Written instruction: Gather every line below that contains the word "sign" and copy each one out in full.

Image location labeling entries:
++++++++++

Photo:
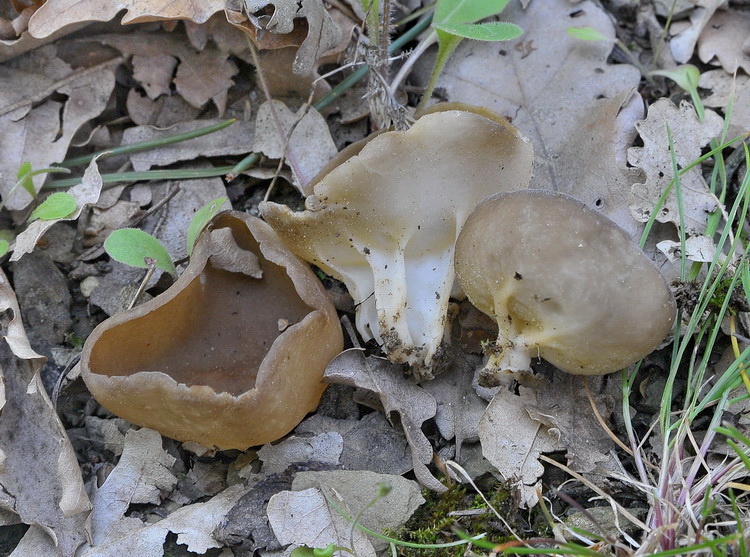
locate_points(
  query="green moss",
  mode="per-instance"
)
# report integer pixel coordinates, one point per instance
(433, 522)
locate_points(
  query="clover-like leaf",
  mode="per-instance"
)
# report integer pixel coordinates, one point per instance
(586, 33)
(137, 248)
(200, 220)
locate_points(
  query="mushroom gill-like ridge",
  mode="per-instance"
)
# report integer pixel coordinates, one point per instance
(385, 215)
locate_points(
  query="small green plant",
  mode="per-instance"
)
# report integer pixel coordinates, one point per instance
(453, 21)
(57, 206)
(137, 248)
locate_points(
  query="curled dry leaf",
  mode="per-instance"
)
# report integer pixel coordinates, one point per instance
(725, 87)
(370, 443)
(32, 438)
(401, 280)
(354, 490)
(303, 138)
(689, 135)
(324, 448)
(313, 523)
(211, 365)
(727, 38)
(202, 75)
(682, 45)
(512, 441)
(398, 396)
(560, 93)
(323, 32)
(236, 139)
(37, 129)
(55, 14)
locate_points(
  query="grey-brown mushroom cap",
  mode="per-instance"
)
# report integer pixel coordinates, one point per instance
(208, 360)
(563, 282)
(386, 218)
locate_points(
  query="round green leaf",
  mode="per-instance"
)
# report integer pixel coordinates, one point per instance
(492, 31)
(200, 220)
(57, 206)
(137, 248)
(586, 34)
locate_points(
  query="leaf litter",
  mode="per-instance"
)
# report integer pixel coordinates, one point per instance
(583, 115)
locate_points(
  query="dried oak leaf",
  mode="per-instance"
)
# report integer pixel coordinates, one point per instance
(459, 408)
(689, 135)
(512, 441)
(236, 139)
(307, 150)
(305, 518)
(33, 441)
(557, 93)
(727, 38)
(370, 443)
(685, 34)
(202, 75)
(323, 33)
(402, 401)
(55, 14)
(37, 129)
(354, 490)
(324, 448)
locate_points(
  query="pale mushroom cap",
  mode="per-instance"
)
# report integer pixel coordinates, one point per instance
(563, 282)
(207, 360)
(386, 219)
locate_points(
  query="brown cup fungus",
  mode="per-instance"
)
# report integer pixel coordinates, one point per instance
(384, 218)
(563, 282)
(232, 355)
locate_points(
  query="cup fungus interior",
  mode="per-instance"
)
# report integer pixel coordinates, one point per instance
(218, 344)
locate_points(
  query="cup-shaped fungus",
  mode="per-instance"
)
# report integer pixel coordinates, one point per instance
(563, 282)
(386, 218)
(232, 355)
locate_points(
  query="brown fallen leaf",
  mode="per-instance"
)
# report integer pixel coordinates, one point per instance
(323, 32)
(547, 87)
(724, 87)
(56, 14)
(308, 148)
(592, 164)
(459, 408)
(689, 135)
(33, 441)
(563, 405)
(202, 75)
(513, 441)
(314, 522)
(726, 37)
(686, 33)
(402, 401)
(353, 491)
(36, 129)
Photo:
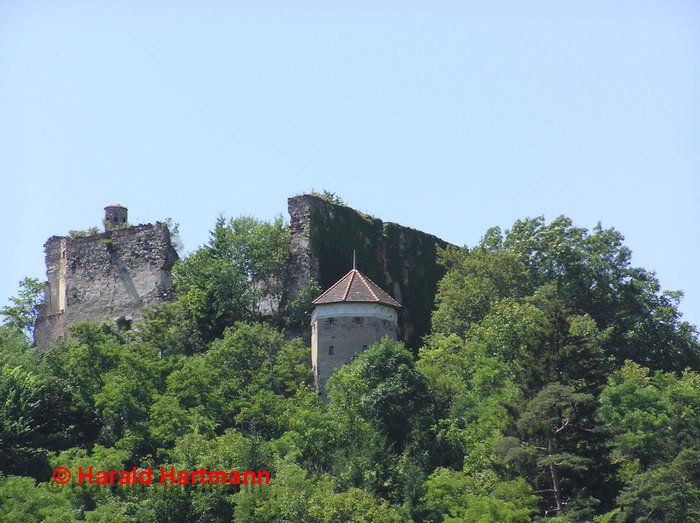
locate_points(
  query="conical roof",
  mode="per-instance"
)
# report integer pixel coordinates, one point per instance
(355, 287)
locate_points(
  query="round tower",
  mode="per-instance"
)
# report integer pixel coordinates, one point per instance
(351, 315)
(115, 216)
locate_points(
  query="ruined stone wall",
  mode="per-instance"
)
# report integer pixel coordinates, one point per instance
(401, 260)
(108, 276)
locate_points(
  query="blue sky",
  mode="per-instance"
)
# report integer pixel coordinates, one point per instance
(449, 117)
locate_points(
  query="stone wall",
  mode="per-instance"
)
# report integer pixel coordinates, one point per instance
(108, 276)
(401, 260)
(341, 330)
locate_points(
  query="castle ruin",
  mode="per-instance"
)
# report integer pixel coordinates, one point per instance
(107, 276)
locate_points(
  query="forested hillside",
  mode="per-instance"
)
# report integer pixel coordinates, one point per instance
(558, 383)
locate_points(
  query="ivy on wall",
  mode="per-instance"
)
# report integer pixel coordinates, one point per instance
(391, 255)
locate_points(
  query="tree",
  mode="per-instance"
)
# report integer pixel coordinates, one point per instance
(238, 275)
(23, 309)
(546, 427)
(382, 386)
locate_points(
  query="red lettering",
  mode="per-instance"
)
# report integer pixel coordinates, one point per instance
(263, 474)
(169, 475)
(101, 477)
(183, 478)
(84, 475)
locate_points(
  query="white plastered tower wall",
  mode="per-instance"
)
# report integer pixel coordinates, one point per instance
(341, 330)
(347, 318)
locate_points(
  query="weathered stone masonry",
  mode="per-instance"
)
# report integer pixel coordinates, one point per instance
(108, 276)
(401, 260)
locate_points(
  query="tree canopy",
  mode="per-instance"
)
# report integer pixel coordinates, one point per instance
(559, 383)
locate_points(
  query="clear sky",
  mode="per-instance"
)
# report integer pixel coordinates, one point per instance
(446, 116)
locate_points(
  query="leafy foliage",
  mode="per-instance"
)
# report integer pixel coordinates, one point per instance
(558, 383)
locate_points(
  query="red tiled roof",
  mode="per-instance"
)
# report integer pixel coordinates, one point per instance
(355, 287)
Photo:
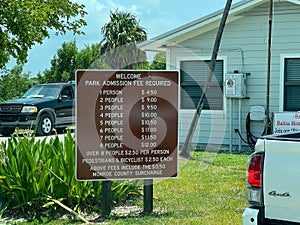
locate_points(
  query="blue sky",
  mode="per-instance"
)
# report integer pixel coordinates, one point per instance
(156, 16)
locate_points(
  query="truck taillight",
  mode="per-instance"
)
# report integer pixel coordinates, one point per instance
(255, 170)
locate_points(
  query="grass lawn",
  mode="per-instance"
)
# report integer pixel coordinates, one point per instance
(203, 193)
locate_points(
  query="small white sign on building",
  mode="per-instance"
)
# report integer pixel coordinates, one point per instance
(286, 122)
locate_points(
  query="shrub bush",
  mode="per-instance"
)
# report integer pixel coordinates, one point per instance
(34, 174)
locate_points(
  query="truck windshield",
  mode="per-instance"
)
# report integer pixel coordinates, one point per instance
(42, 91)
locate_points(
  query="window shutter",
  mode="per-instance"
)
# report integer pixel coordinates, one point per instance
(193, 78)
(292, 84)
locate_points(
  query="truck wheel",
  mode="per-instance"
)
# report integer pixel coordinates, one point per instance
(45, 125)
(7, 131)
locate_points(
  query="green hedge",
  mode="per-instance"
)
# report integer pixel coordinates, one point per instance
(35, 174)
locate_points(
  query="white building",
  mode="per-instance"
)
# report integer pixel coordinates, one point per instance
(244, 48)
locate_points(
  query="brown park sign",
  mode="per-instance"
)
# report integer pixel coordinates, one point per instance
(127, 124)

++++++++++

Exercise output:
  query="small white sign on building",
  query="brown park sign",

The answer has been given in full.